TRECHO SELECIONADO
Lemkin, de formação jurídica e linguística, buscava criar uma categoria jurídico-penal para preencher uma lacuna injustificável nas leis internacionais (e também nacionais), propondo assim a tipificação de uma conduta que, no dizer de Winston Churchill, constituía “um crime sem nome”, ao se referir aos primeiros dias do Holocausto na Europa.
Mais do que isso, os estudos sobre os trabalhos desenvolvidos e, ainda que não publicados, dos documentos deixados por Lemkin, que morreu em 28 de agosto de 1959, na cidade de Nova York, onde passou a residir após fugir da Europa tomada pelo nazifascismo (Lemkin era judeu), demonstram que foi objetivo do jurista criar um termo forte e marcante, que chamasse a atenção pela gravidade do delito (a respeito, a obra de Samantha Power intitulada Genocídio – A Retórica Americana em Questão, pela Editora Companhia das Letras, 2004).
Assim, o crime de genocídio surge de uma concepção jurídica inserida na seara do Direito Penal e, ainda mais especificamente, do Direito Penal Internacional e atualmente projetada pela Convenção Para Prevenção e Repressão ao Crime de Genocídio, de 9 de dezembro de 1948 e pelo Estatuto de Roma do Tribunal Penal Internacional, de 1998, além de previsto por leis criminais domésticas, como a lei brasileira nº 2.889, de 1º de outubro de 1956. É essa sua origem e a base a partir da qual foram delineados pelo jurista os aspectos estruturais do tipo penal, seus elementos objetivo e subjetivo (mens rea).
Lemkin, a partir de sua percepção privilegiada sobre as intersecções que caracterizam o extermínio de um povo, propôs uma versão mais ampla do que aquela afinal abraçada pelo Direito Penal Internacional a partir das normas acima mencionadas, uma vez que o período pós-Segunda Guerra Mundial foi marcado pelas determinações políticas impostas pelas duas superpotências que, à época, despontaram: a União Soviética Stalinista e os Estados Unidos da América, sob Harry S. Truman. A visão do jurista não cabia nas novas equações geopolíticas dominantes. Por força de tal contexto, as ideias de genocídios causados por motivações políticas ou, ainda, o etnocídio (ou genocídio cultural), foram excluídos.

LISTAGEM DE DADOS
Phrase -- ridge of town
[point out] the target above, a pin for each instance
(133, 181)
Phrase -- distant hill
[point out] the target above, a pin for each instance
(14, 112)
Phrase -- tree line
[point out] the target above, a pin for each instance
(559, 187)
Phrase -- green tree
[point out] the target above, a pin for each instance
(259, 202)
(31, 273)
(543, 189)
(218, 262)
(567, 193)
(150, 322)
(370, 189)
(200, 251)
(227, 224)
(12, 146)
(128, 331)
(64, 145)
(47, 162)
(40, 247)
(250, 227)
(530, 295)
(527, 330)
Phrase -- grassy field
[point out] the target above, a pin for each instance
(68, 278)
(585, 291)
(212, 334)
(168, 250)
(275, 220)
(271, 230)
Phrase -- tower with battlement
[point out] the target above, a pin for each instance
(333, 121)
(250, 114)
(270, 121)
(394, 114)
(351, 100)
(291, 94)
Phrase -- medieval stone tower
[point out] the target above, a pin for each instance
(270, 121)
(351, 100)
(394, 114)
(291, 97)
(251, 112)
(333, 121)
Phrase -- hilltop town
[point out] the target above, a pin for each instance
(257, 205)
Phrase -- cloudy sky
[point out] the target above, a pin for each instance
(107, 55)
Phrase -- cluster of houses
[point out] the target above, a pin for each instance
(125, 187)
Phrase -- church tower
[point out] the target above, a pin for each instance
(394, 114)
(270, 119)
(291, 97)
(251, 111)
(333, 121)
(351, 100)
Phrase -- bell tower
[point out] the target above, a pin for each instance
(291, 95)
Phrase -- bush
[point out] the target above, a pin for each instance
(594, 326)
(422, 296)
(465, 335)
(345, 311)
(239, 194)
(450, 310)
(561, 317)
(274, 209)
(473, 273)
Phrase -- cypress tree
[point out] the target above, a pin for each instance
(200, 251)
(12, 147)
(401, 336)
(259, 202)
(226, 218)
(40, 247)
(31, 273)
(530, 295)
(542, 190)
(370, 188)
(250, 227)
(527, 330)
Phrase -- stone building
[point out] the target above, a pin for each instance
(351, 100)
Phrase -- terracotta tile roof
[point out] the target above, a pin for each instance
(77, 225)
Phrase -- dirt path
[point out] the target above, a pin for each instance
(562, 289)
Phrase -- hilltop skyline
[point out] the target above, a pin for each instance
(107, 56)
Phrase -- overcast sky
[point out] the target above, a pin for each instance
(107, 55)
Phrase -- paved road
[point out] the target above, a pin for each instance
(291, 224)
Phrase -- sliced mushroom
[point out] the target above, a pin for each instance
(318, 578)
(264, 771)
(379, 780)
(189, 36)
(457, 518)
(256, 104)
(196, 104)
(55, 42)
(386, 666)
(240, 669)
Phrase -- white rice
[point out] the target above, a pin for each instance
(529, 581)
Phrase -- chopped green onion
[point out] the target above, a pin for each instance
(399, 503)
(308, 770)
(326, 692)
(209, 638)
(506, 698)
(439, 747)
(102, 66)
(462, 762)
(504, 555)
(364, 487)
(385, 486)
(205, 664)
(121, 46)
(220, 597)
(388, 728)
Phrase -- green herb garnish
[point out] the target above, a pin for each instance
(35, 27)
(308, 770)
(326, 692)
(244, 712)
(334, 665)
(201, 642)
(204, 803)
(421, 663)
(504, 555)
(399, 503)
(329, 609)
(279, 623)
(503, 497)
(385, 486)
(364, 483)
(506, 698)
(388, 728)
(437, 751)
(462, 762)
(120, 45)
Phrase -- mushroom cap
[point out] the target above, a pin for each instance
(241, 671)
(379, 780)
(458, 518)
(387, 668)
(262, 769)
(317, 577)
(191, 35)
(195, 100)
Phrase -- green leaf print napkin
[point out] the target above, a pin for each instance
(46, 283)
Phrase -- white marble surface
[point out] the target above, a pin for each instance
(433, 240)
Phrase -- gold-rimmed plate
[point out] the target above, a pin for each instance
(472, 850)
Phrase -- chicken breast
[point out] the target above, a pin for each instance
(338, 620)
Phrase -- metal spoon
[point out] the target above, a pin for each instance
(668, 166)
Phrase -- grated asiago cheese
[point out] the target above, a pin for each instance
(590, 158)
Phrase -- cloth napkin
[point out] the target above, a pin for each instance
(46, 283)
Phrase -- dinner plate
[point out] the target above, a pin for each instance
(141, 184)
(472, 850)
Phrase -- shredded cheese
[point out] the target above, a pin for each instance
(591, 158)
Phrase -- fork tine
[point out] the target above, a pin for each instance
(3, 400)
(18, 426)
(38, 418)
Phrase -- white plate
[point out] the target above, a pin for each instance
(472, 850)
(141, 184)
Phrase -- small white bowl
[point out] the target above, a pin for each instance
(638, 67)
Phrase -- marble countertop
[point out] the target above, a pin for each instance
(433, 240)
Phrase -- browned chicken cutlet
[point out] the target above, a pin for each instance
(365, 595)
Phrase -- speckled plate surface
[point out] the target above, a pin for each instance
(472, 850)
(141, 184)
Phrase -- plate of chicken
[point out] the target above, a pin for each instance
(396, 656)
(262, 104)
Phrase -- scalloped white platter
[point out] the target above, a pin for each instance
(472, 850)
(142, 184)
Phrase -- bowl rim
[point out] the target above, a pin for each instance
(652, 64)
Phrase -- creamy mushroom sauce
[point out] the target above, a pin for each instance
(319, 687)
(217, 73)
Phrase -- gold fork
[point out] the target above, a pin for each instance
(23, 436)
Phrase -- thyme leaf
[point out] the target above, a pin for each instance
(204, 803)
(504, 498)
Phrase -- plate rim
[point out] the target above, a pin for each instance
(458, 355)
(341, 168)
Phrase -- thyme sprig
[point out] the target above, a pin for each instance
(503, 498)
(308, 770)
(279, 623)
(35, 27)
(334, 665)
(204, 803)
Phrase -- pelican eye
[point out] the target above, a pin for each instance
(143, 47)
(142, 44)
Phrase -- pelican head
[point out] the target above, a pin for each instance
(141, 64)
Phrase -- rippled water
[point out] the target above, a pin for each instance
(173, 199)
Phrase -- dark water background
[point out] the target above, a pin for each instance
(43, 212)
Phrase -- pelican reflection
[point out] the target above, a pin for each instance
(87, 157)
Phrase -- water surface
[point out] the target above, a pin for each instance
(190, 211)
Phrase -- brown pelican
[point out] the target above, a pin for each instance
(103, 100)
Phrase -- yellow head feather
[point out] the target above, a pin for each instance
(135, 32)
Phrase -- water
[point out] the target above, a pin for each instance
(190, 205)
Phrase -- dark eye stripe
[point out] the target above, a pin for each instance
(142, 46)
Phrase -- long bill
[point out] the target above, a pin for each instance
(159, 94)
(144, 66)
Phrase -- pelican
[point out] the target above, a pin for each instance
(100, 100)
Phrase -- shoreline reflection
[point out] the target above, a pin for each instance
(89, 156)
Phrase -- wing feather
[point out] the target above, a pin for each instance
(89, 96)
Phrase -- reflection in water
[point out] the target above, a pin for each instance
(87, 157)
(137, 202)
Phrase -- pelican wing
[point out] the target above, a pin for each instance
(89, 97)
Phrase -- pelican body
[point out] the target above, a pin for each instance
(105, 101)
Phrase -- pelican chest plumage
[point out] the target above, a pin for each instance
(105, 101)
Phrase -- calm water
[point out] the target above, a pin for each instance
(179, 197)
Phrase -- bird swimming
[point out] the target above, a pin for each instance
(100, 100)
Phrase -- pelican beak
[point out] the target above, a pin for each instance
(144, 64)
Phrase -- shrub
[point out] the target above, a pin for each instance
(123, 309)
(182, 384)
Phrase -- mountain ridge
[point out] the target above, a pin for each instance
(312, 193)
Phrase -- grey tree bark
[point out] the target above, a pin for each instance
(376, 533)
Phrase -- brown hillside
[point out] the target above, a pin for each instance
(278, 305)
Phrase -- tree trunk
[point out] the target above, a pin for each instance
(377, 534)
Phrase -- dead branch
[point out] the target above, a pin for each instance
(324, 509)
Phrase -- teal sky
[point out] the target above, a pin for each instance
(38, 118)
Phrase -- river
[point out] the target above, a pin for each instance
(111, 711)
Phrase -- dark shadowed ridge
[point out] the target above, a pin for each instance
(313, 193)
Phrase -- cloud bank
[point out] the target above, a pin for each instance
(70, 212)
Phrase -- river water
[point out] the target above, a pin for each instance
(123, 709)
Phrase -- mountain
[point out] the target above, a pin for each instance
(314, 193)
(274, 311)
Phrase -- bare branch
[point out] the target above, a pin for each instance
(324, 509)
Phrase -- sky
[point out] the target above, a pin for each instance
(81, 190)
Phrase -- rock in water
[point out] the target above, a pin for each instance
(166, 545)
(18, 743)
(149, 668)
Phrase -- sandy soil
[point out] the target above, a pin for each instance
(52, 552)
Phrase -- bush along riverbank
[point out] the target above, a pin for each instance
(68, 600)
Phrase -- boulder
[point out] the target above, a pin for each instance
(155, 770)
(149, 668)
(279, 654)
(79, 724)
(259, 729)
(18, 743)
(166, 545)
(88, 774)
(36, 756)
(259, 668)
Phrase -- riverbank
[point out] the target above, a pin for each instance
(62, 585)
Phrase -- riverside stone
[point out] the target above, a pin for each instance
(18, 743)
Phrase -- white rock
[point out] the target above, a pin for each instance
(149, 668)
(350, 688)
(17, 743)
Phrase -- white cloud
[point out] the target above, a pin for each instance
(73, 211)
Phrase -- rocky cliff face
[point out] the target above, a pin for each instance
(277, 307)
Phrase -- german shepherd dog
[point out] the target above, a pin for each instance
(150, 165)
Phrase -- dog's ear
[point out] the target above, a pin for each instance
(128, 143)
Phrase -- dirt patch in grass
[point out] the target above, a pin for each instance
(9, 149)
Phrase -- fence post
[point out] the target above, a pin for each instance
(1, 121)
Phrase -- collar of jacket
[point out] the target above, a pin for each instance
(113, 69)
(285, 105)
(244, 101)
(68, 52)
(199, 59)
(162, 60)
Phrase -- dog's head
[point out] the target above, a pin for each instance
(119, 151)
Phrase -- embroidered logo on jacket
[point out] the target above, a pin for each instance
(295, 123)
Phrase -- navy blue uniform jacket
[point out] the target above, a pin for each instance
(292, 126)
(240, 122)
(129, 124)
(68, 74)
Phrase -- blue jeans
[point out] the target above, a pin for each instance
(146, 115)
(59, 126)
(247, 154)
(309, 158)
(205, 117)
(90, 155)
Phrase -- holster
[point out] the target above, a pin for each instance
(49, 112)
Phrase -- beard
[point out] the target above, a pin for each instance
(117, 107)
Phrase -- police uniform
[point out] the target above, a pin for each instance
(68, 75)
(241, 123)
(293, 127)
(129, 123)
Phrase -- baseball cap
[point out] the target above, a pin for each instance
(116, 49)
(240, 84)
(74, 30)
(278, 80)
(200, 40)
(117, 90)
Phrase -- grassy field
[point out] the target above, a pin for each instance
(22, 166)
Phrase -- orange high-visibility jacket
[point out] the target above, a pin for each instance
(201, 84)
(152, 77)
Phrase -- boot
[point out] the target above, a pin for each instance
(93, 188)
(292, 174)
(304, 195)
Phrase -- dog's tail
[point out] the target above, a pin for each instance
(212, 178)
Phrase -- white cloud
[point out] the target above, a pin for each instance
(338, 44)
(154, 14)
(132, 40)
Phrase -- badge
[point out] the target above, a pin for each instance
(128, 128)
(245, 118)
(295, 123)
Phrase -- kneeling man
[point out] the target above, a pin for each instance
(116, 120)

AÇÕES A REALIZAR
1. Reescreva a parte do trecho sobre a origem do crime de genocídio que começa em "Assim, o crime" e segue até "subjetivo (mens rea).", trocando "Estatuto de Roma" por "Tratado de Roma".
2. Separe da listagem todas as linhas em que aparece a palavra "green".

LISTA DE RESPOSTAS
1.
Assim, o crime de genocídio surge de uma concepção jurídica inserida na seara do Direito Penal e, ainda mais especificamente, do Direito Penal Internacional e atualmente projetada pela Convenção Para Prevenção e Repressão ao Crime de Genocídio, de 9 de dezembro de 1948 e pelo Tratado de Roma do Tribunal Penal Internacional, de 1998, além de previsto por leis criminais domésticas, como a lei brasileira nº 2.889, de 1º de outubro de 1956. É essa sua origem e a base a partir da qual foram delineados pelo jurista os aspectos estruturais do tipo penal, seus elementos objetivo e subjetivo (mens rea).

2.
Phrase -- green tree
Phrase -- chopped green onion
Phrase -- green herb garnish
Phrase -- green leaf print napkin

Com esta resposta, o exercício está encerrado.